### Exercise brief
Return the lines of the data below exactly as they appear, starting at the line containing "TARGET: small shed" and ending at the last line of the data.

:: Extracted material ::

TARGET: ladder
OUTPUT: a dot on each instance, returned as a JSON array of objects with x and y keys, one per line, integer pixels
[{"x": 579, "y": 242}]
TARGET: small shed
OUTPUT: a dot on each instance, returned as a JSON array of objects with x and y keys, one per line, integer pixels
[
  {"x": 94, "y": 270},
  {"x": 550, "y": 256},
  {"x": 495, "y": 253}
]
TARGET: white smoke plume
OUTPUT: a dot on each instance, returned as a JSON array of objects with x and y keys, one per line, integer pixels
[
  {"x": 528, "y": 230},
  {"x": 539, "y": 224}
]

:::

### Result
TARGET: small shed
OUTPUT: a dot on each instance, returned as a JSON array of objects with x and y keys, one per line, integer pixels
[
  {"x": 94, "y": 270},
  {"x": 550, "y": 256},
  {"x": 495, "y": 253}
]
TARGET: white smoke plume
OUTPUT: a dot on each instance, returned as a JSON array of objects with x and y keys, one per line, integer pixels
[
  {"x": 528, "y": 230},
  {"x": 539, "y": 224}
]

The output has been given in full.